PROBLEM STATEMENT: Continue the blog post on the Delhi high court's Section 377 ruling from where it stops.

Friday, July 03, 2009

Homosexual Relations Decriminalized in India

You may recall that in my previous post highlighting Worldwide Gay Pride, I included the image at right showing people in India both celebrating LGBT Pride and protesting Section 377 of the Indian Penal Code that makes homosexual relations illegal.

Well, as you’ll see from the following excerpt from an article in today’s Times of India, there’s good news to share about the efforts to decriminalize homosexuality and its expression.


India took a giant, albeit belated, step [forward] . . . on Thursday when the Delhi high court delivered a historic judgment to amend 149-year-old colonial-era law — Section 377 of the IPC — and decriminalise private consensual sex between adults of the same sex. It is the biggest victory yet for gays rights and a major milestone in the country’s social evolution. India becomes the 127th country to take the guilt out of homosexuality.

In [it’s] judgment . . . the court declared that Section 377 IPC, where it “criminalized consensual sexual acts of adults in private,” violated fundamental rights to personal liberty (Article 21 of the Constitution) and equality (Article 14) and prohibition of discrimination (Article 15).

In a courtroom tense with anticipation, the bench invoked Jawaharlal Nehru’s stirring words to the Constituent Assembly, while linking the issue of homosexuality with the politically resonant theme of inclusiveness. “If there is one constitutional tenet that can be said to be (the) underlying theme of the Indian Constitution, it is that of inclusiveness.” As a corollary, it added that “those perceived by the majority as ‘deviants’ or ‘different’ are not on that score excluded or ostracized.”

“There is almost unanimous medical and psychiatric opinion that homosexuality is not a disease or a disorder and is just another expression of human sexuality,” the court observed.

DATA SEGMENT:
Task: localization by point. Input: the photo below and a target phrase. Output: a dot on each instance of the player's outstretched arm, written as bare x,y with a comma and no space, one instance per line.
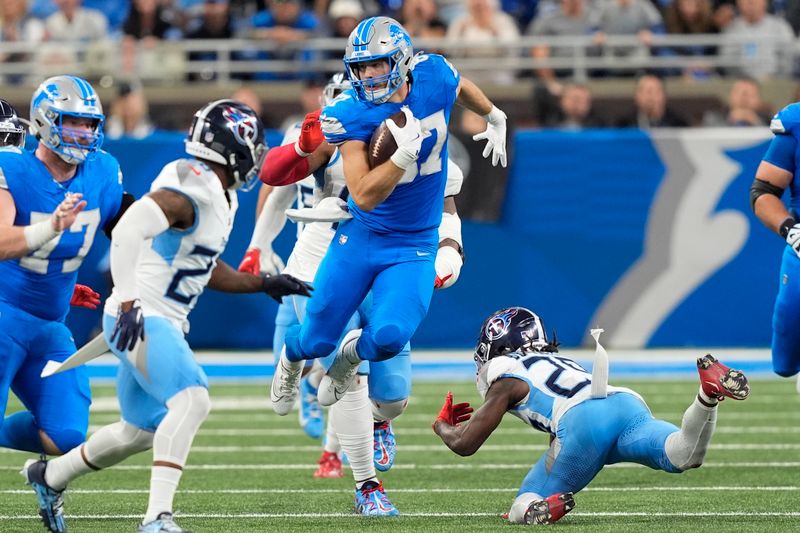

ANSWER BOX:
Meanwhile, notes that:

Though the provisions of this repeal will not be recognized outside of New Delhi and full equal protection under the law may be a long way off, the decision represents a massive step toward equality to many. As expected, however, many prominent religious figures have come out against the ruling, Lucknow Muslim cleric Maulana Khalid Rashid Farangi even going so far as to say that “Western culture cannot be permitted in [India]”. . . In spite of the long road ahead and intolerance in the meantime, India’s gay community remains hopeful. “We’ve finally entered the 21st century,” Anjali Gopalan, executive director of sexual health organization the Naz Foundation Trust, who filed the petition, told the Associated Press. “I’m so excited, and I haven’t been able to process the news yet.”

Recommended Off-site Links:
Will India Accept Gay Couples? - Rituparna Bhowmik (Reuters, July 3, 2009).
Gay Sex Ruling: Views from India - BBC World News (July 2, 2009).

See also the previous Wild Reed posts:
“Homosexuality is Not Unnatural”
The Many Manifestations of God’s Loving Embrace
Love is Love
New Studies: Gay Couples as Committed as Straight Couples
The Real Gay Agenda

Image 1: Participants dance as they hold a placard demanding the dropping of Section 377 of the Indian Penal Code that makes homosexuality illegal, during a Gay Pride Parade in New Delhi, India - Sunday, June 28, 2009. (AP Photo/Gurinder Osan)

Images 2-5: Gay citizens and their supporters outside Delhi High Court after it annulled the law that criminalizes adult homosexual relations, in New Delhi. (TOI Photo)


Terence said...

One feature in this widely welcomed story has been mostly ignored. It was a colonial law which criminalised homosexual relations in the first place. In the ancient world, in non-Western societies, and in Christian Europe for the first millennium and more, it was not homosexuality but exclusive heterosexuality which was seen as unnatural.

In overturning this law, India is simply returning to the tradition of its rich, thousands years old,tradition.

Michael J. Bayly said...

Thanks for pointing out this story's often ignored feature, Terence, and for expanding on it so insightfully.